• [Objective 1] In the notes on Proverbs 1, what date is the lesson for?
• [Objective 2] Please write out the section of the Proverbs notes that starts at the words "BACKGROUND AND CONTEXT: In" and stops after "is literally Biblical.".
• [Objective 3] Write what comes next in the notes on Proverbs, picking up after their final sentence.

• [Text passage]
We are studying Proverbs 1, with emphasis on verses 1-4, 7-8, 10, 20-22, and 32-33, for Sunday, June 8. This introduction to the Biblical book of Proverbs (mishlei) begins a four-week series of lessons on Proverbs, which leads in to a look at wisdom texts in the gospels and the book of James. [Some questions on the text are here.] Here are a few notes on the text:

BACKGROUND AND CONTEXT: In turning from the prophets to the sages, we are turning from one genre of Biblical literature to another. Proverbs in particular is a collection of traditional material, probably drawn initially from the daily life of the whole community, but at least including “court wisdom” – that is, insight into the way to get things done successfully when serving the king of Israel. That impression is reinforced by the attribution of the collected speeches and sayings and comparisons to Solomon, whose reputation for wisdom precedes him and is literally Biblical.

Scholars of the wisdom literature tell us that the literature of the Ancient Near East, which includes many of the “Bible lands” of the Old Testament world – Mesopotamia, the land of Israel, Egypt, Assyria, Babylonia, Persia – included a developed, sophisticated genre of wisdom. That genre included several sub-genres that would have been recognizable and intelligible to their readers, including “instruction” – rather long monologues that sound like a father talking to his son, or a mentor talking to his protégé – and stories that turn on the application of wisdom (think of the story of Joseph, a prototypical wisdom hero, which features classic wisdom themes), and sayings of various forms, like “comparisons” (“Like cold water to a thirsty soul is good news from a far country” Prov. 25:25) and contrasts (“Truthful lips endure forever, but a lying tongue lasts only a moment” Prov. 12:19 and amen).

All cultures have proverbial wisdom (e.g., “least said, soonest [a]mended”).

• [Data rows]

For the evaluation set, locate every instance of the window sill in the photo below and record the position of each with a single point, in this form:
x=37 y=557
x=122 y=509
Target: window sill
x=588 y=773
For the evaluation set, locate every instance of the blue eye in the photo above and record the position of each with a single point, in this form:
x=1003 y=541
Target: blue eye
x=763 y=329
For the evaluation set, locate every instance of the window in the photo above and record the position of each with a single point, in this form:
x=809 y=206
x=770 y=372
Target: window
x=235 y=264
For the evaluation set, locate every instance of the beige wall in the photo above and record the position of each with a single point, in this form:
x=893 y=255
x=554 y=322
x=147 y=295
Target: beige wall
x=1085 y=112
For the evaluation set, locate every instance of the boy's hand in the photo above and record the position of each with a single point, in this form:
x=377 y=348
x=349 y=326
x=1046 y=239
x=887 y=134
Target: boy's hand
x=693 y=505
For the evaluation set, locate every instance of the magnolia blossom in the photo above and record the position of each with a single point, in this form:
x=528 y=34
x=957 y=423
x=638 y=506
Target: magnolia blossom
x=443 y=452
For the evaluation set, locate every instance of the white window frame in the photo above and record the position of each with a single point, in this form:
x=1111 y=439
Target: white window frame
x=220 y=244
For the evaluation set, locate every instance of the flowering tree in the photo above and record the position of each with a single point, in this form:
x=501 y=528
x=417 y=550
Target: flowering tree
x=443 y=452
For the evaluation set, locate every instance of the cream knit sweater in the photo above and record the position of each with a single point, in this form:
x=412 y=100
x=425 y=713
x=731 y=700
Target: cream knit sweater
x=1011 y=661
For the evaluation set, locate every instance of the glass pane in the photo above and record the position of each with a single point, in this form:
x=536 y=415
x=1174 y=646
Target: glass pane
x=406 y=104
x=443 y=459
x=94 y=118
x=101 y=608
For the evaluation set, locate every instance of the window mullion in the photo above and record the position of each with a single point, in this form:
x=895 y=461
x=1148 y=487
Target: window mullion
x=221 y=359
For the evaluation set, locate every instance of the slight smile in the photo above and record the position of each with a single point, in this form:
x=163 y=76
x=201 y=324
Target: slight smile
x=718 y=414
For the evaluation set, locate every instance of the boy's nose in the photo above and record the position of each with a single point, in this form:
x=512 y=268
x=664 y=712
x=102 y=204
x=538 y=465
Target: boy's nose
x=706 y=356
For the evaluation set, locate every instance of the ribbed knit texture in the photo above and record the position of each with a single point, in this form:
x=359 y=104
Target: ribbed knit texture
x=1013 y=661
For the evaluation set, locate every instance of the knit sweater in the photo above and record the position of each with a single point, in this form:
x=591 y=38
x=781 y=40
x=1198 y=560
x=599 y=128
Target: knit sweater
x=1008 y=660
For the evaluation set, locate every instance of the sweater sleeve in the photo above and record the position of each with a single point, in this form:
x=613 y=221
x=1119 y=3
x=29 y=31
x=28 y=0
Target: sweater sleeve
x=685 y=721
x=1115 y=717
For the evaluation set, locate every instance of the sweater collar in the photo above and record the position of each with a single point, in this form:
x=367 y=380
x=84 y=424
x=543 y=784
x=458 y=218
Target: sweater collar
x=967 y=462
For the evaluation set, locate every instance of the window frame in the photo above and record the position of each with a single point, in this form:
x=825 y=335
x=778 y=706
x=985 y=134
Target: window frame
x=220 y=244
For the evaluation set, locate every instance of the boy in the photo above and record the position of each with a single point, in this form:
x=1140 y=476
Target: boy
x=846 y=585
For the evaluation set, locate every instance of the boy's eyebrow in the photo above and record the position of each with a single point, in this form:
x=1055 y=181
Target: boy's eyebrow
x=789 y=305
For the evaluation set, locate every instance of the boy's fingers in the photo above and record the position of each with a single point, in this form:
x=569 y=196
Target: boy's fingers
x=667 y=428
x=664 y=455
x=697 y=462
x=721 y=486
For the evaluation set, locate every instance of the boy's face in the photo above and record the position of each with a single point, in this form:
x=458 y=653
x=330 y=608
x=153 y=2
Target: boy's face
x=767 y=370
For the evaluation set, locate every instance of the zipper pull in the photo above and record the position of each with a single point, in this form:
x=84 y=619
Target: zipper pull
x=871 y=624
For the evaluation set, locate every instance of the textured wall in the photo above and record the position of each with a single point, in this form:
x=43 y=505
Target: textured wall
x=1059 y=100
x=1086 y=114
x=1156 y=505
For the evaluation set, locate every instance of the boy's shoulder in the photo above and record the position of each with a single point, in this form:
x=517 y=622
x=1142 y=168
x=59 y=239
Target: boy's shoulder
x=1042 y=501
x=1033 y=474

• [Right answer 1] Sunday, June 8.

• [Right answer 2]
BACKGROUND AND CONTEXT: In turning from the prophets to the sages, we are turning from one genre of Biblical literature to another. Proverbs in particular is a collection of traditional material, probably drawn initially from the daily life of the whole community, but at least including “court wisdom” – that is, insight into the way to get things done successfully when serving the king of Israel. That impression is reinforced by the attribution of the collected speeches and sayings and comparisons to Solomon, whose reputation for wisdom precedes him and is literally Biblical.

• [Right answer 3]
Ancient Israelite proverbial wisdom seems to be at the core of Proverbs. We probably have it after it’s been refined and polished by being put to use in the setting of the royal court or the “wisdom school” in which scribes might have been trained for their profession, and compiled and edited, with a new introduction and conclusion, after the exile. The introduction features a feminine personification of wisdom, Woman Wisdom, who has several dramatic speeches; the conclusion features another feminine figure, the Woman of Worth, who is a paragon of wisdom in practice.

[The idea that the opening and closing chapters of Proverbs, with their twin figures of Woman Wisdom and the Woman of Worth, are post-exilic, contextualizing additions to the collection of traditional wisdom, and reflect the development of domestic liturgy during the time of the exile, is from Claudia Camp, Wisdom and the Feminine in the Book of Proverbs, one of those books you never forget having read.]

[And here’s a personal digression: I feel I owe Woman Wisdom a lot, because she was the one who brought me back to the Bible, and then the Church, fifteen years or so after I had chucked it all on principle on the grounds of 1 Timothy 2.

Along with Huckleberry Finn, I figured I would rather “go to hell” than worship a God cruel enough to make people smart and then make a rule that they couldn’t do anything with it.

So there I was, being a Buddhist and working in advertising and not on my dissertation when I needed to check my memory by looking something up in my old Scofield Reference Bible that I won earned for memorizing Bible verses back in 6th grade and lo and behold on the way to checking out the wording of God alone remembers what I ran into this Woman standing by the way in the places of the paths and crying at the gates with her “whoso findeth me findeth life” and “they that hate me love death” and I sat on our second-hand sofa in the living room of our apartment in Oak Park in stunned incredulous amazement and thought – this was always in here? And I never knew it? So what the heck else did the people at that church NOT tell me?! … and that was a new beginning.

So I personally have a lot of affection for the book of Proverbs in general and for Woman Wisdom in particular.]

The Jewish Study Bible recommends reading Proverbs as a set of “collections,” and its identification of the collections is echoed by others, looking like this:

  • 1:1 – 9:18 “The proverbs of Solomon son of David king of Israel”
  • 10:1 – 22:16 “The proverbs of Solomon”
  • 22:17 – 24:22 “Words of the sages”
  • 24:23 – 34 more words of the sages
  • 25:1 – 29:27 More proverbs of Solomon, copied by scribes of Hezekiah
  • 30:1 – 31:31 Appendices: Words of Agur; numerical epigrams; Words of Lemuel; the Woman of Worth

Woman Wisdom’s speech in chapter one, a few verses of which are in this week’s lesson, shows up in the lectionary on the 24th Sunday in Ordinary Time, Year B.

The whole speech seems bitterly timely, though, a comment on the morning’s headlines.

That’s the Bible for you: it never gets old.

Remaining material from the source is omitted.